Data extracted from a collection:
======
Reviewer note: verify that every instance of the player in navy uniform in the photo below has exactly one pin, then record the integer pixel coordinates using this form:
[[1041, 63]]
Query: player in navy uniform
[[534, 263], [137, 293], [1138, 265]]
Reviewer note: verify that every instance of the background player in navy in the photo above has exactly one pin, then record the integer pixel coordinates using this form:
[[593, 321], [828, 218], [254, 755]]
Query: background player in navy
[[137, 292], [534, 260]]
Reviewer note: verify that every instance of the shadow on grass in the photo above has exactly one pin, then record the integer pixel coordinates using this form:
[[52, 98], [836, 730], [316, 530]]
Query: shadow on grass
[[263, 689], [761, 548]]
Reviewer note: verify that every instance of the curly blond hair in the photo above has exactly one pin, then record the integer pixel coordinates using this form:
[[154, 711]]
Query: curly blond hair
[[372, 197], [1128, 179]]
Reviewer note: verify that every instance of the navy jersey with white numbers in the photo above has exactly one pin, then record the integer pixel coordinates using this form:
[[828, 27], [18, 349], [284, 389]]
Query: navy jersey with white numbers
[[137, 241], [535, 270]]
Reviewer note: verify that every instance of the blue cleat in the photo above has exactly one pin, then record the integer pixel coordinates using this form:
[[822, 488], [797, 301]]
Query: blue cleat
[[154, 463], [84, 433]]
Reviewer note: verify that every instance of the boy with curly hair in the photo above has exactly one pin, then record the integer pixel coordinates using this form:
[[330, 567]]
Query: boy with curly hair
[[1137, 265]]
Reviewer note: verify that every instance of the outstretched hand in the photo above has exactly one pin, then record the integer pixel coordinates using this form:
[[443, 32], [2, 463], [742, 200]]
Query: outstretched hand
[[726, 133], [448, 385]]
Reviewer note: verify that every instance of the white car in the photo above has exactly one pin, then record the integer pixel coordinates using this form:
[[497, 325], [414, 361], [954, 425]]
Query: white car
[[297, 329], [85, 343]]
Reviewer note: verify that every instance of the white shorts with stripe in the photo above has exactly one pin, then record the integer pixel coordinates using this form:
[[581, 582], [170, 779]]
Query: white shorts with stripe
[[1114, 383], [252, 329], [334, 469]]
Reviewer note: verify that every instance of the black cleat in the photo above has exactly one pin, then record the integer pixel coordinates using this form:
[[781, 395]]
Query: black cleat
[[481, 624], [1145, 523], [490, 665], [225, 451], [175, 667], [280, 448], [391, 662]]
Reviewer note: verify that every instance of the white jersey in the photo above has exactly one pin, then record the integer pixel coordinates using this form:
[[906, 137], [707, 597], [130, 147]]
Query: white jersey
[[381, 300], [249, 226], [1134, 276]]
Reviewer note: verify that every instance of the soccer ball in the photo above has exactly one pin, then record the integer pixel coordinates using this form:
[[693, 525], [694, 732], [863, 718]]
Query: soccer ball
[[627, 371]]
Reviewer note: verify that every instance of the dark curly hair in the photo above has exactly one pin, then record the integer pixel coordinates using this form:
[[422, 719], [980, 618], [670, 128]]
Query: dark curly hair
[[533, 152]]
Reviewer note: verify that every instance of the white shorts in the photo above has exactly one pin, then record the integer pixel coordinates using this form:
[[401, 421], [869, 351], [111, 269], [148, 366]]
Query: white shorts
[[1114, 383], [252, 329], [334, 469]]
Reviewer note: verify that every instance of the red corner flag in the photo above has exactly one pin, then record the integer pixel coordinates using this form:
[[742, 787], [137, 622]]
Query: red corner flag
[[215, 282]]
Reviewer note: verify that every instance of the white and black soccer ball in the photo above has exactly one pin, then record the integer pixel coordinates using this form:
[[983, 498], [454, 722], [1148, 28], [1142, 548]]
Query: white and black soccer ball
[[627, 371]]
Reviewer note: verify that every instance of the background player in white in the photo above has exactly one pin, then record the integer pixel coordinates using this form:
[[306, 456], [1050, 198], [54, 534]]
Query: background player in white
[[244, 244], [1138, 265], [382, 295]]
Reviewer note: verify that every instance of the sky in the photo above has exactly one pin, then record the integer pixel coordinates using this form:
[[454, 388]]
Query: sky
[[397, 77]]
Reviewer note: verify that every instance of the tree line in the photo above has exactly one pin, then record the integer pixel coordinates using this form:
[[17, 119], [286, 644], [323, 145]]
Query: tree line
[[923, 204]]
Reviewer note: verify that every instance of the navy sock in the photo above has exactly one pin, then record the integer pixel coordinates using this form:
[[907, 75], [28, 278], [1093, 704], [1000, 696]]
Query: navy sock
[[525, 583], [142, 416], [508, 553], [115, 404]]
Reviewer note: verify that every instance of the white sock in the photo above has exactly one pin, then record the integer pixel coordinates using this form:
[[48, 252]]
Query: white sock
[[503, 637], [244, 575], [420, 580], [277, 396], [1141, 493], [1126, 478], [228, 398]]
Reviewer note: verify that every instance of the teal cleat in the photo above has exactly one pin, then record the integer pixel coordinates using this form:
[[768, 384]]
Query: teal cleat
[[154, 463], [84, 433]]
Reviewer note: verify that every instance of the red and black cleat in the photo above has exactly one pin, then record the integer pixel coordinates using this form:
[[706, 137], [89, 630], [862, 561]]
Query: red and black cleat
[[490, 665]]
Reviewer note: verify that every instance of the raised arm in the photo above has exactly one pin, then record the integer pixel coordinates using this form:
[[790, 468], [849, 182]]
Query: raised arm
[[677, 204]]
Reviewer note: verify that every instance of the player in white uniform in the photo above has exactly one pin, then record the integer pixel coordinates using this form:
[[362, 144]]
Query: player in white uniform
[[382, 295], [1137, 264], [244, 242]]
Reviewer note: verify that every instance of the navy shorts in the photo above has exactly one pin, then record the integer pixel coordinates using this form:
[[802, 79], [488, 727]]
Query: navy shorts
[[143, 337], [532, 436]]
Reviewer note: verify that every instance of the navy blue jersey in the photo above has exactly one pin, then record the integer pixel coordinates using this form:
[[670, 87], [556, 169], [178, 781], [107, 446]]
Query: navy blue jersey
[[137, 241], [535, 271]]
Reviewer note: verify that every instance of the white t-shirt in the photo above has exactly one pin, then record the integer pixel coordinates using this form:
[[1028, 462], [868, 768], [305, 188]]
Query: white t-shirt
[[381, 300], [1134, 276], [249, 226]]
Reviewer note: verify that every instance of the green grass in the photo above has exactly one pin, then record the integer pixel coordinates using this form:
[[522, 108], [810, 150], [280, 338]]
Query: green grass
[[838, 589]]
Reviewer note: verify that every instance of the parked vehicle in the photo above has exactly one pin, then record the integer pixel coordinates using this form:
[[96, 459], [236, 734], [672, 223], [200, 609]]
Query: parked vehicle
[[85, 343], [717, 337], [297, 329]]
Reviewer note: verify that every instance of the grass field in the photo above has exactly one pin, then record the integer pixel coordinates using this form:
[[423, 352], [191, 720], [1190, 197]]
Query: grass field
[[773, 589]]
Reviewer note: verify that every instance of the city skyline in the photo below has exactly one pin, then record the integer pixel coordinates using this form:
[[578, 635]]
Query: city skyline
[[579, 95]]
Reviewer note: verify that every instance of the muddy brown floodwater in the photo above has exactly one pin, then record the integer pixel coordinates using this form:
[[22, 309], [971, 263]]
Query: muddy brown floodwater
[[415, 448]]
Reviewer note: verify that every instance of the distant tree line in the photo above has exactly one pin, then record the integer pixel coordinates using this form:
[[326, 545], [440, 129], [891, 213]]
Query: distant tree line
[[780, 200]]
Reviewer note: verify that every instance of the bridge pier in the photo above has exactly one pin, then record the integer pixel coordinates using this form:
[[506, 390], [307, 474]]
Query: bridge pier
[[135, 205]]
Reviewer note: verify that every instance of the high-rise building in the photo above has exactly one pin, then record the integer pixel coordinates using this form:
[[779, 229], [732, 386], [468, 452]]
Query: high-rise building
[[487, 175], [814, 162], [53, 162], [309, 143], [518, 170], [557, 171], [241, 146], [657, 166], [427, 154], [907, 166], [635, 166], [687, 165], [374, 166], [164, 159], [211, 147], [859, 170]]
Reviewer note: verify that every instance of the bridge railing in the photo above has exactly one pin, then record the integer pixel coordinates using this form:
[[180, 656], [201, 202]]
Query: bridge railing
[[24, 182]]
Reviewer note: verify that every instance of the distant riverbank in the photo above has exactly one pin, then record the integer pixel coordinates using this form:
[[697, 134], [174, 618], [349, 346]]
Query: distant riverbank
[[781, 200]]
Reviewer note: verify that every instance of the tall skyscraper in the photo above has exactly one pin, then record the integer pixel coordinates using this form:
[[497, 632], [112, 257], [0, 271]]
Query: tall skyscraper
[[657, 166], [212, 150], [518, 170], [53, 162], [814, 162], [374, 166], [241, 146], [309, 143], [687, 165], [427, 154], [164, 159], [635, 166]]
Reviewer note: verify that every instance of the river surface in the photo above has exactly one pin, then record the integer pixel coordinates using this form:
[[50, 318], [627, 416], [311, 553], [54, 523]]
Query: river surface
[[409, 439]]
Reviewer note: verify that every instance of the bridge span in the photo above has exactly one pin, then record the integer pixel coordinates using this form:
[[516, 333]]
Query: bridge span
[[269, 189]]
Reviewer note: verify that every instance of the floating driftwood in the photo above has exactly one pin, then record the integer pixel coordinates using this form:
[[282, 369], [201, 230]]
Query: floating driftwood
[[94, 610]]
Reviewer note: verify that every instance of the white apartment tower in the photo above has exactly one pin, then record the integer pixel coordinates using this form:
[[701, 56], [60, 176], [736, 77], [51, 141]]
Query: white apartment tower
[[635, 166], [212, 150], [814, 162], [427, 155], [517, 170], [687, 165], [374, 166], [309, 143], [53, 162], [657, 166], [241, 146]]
======
- Directions for this task
Print exactly the lines above, between the one holding "Query: teal cleat" and the one holding "Reviewer note: verify that every instance of the raised", inclusive, and nothing besides.

- Task response
Query: teal cleat
[[154, 463], [84, 433]]
Reviewer note: verify that every instance of the red and black cleat in the photo above has exactly one pin, then record the integer pixel coordinates using this form:
[[706, 137], [89, 630], [862, 561]]
Query: red and black cleat
[[490, 665]]
Reviewer note: verify that every instance of the raised arm in the photo above has exactly one pin, then record the integer pixel coordinates using this form:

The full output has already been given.